▶ _Extracted records_:
==========

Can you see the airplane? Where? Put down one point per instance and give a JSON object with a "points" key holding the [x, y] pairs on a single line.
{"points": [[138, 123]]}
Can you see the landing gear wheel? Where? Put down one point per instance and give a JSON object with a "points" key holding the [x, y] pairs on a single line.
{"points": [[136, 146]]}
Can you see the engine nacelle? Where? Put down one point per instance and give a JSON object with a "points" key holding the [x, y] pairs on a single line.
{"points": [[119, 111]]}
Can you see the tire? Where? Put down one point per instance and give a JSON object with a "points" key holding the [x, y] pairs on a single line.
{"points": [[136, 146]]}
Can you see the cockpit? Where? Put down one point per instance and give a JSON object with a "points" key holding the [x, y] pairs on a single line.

==========

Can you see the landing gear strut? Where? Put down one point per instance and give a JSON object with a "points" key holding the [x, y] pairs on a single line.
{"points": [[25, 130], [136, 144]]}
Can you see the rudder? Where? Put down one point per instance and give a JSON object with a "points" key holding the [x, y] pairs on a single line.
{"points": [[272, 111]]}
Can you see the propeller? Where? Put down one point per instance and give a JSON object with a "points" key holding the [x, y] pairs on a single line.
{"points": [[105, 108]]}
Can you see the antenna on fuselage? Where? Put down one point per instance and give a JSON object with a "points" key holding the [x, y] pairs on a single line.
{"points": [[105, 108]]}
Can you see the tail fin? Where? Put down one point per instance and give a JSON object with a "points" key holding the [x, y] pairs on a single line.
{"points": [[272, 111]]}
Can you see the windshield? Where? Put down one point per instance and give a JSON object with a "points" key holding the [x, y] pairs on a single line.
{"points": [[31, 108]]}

==========

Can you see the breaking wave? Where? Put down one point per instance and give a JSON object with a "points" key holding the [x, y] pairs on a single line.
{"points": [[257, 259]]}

==========

▶ _Work instructions_: Substitute "occurrence" for "instance" in the lines between the one holding "Can you see the engine" and the one holding "Can you see the cockpit?", inclusive. Give back only those lines, with everything else left as it is.

▶ _Task solution_:
Can you see the engine nacelle? Where? Put down one point per occurrence and give a JSON object with a "points" key holding the [x, y] pairs on a single line.
{"points": [[119, 111]]}
Can you see the tire? Where? Put down one point per occurrence and give a JSON object with a "points" key holding the [x, y] pairs on a single line.
{"points": [[136, 146]]}
Can you see the cockpit? Where? Put down one point per occurrence and give a JSON object with a "points" key holding the [x, y] pairs on a single line.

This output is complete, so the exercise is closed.